◆ SUPPLIED PASSAGE ◆
From 7810be8d3c9d0d399dd2babcaad13fbce2d975bf Mon Sep 17 00:00:00 2001
From: Christopher Milan <chrismilan@ucla.edu>
Date: Fri, 6 Mar 2026 03:24:27 -0800
Subject: [PATCH] compile QCOM without opening device (#15165)

Co-authored-by: Comma Device <device@comma.ai>
---
 .github/actions/setup-tinygrad/action.yml | 10 ++++
 .github/workflows/test.yml                | 23 +++++++++
 test/backend/test_ops.py                  | 17 +++++--
 tinygrad/device.py                        |  4 +-
 tinygrad/helpers.py                       |  3 +-
 tinygrad/renderer/cstyle.py               |  7 ++-
 tinygrad/runtime/ops_null.py              |  7 +--
 tinygrad/runtime/ops_qcom.py              | 15 +++---
 tinygrad/runtime/support/compiler_qcom.py | 57 +++++++++++++++++++++++
 9 files changed, 122 insertions(+), 21 deletions(-)
 create mode 100644 tinygrad/runtime/support/compiler_qcom.py

diff --git a/.github/actions/setup-tinygrad/action.yml b/.github/actions/setup-tinygrad/action.yml
index b75bdc0f6c..dff7f3ebe2 100644
--- a/.github/actions/setup-tinygrad/action.yml
+++ b/.github/actions/setup-tinygrad/action.yml
@@ -45,6 +45,10 @@ inputs:
     description: "Install mesa"
     required: false
     default: 'false'
+  tinydreno:
+    description: "Install tinydreno"
+    required: false
+    default: 'false'
 runs:
   using: "composite"
   steps:
@@ -326,3 +330,9 @@ runs:
       if: inputs.mesa == 'true' && runner.os == 'macOS'
       shell: bash
       run: brew install sirhcm/tinymesa/tinymesa_cpu
+
+    # *** tinydreno ***
+    - name: Install tinydreno (linux)

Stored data

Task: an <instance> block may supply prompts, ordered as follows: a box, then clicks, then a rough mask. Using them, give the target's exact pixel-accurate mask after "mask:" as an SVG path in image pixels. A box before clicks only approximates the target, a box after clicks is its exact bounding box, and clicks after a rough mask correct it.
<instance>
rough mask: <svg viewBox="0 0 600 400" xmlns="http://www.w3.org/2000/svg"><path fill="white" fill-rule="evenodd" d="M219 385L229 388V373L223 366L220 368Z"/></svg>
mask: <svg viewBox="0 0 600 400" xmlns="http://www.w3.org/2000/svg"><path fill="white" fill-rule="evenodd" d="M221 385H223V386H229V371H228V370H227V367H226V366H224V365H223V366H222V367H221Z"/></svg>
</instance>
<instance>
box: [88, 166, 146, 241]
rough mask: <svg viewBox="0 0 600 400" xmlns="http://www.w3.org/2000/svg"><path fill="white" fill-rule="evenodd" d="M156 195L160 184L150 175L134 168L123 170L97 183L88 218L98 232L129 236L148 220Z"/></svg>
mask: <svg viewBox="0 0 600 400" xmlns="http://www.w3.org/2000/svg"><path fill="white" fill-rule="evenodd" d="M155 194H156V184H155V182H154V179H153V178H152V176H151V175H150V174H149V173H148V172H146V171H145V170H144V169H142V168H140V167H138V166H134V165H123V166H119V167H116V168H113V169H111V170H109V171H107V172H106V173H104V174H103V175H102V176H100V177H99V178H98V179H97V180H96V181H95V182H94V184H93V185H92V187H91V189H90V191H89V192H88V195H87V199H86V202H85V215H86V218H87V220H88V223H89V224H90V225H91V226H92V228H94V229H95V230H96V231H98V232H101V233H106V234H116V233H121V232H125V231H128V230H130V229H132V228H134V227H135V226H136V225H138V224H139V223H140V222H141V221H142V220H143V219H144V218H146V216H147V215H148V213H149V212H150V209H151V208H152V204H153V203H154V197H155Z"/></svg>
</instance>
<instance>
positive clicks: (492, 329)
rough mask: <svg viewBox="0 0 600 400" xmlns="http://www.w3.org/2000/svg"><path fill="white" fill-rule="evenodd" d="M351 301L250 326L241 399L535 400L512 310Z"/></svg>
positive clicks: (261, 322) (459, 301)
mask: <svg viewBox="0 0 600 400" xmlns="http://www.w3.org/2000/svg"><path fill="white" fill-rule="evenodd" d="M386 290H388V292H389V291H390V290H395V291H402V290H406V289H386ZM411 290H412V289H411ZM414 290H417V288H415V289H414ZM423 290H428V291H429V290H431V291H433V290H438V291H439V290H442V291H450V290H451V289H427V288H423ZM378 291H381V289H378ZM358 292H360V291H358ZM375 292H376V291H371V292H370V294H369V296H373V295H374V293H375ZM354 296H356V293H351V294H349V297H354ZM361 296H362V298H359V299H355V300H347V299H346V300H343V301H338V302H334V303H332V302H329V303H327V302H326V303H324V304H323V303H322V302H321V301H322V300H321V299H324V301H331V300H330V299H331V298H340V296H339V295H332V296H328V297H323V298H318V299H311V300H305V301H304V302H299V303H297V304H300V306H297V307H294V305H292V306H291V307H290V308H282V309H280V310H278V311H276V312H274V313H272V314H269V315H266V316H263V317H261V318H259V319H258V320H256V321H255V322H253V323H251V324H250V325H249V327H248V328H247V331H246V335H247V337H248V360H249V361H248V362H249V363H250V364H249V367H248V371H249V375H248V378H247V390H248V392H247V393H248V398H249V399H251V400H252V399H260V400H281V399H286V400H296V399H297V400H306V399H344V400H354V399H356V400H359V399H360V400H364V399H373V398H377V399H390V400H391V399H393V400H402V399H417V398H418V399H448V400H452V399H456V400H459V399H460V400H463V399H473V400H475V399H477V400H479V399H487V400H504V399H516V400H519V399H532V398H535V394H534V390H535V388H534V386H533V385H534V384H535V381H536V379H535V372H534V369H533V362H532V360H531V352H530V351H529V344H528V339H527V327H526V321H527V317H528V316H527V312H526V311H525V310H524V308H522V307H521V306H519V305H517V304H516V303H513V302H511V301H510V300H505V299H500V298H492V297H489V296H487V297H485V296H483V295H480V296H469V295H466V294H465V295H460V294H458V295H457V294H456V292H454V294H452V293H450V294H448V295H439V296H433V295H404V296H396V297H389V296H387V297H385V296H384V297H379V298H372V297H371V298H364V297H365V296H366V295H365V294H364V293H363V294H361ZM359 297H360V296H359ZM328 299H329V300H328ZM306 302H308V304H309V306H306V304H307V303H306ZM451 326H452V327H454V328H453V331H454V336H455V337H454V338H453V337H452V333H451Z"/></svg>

◆ ASSIGNED TASK 1 ◆
According to the patch, how many files does it change?
◆ ASSIGNED TASK 2 ◆
Output the patch from "From 7810be8d3c9d0d399dd2babcaad13fbce2d975bf Mon" up to and including "opening device (#15165)".

◆ WRITTEN ANSWER 1 ◆
Nine files.

◆ WRITTEN ANSWER 2 ◆
From 7810be8d3c9d0d399dd2babcaad13fbce2d975bf Mon Sep 17 00:00:00 2001
From: Christopher Milan <chrismilan@ucla.edu>
Date: Fri, 6 Mar 2026 03:24:27 -0800
Subject: [PATCH] compile QCOM without opening device (#15165)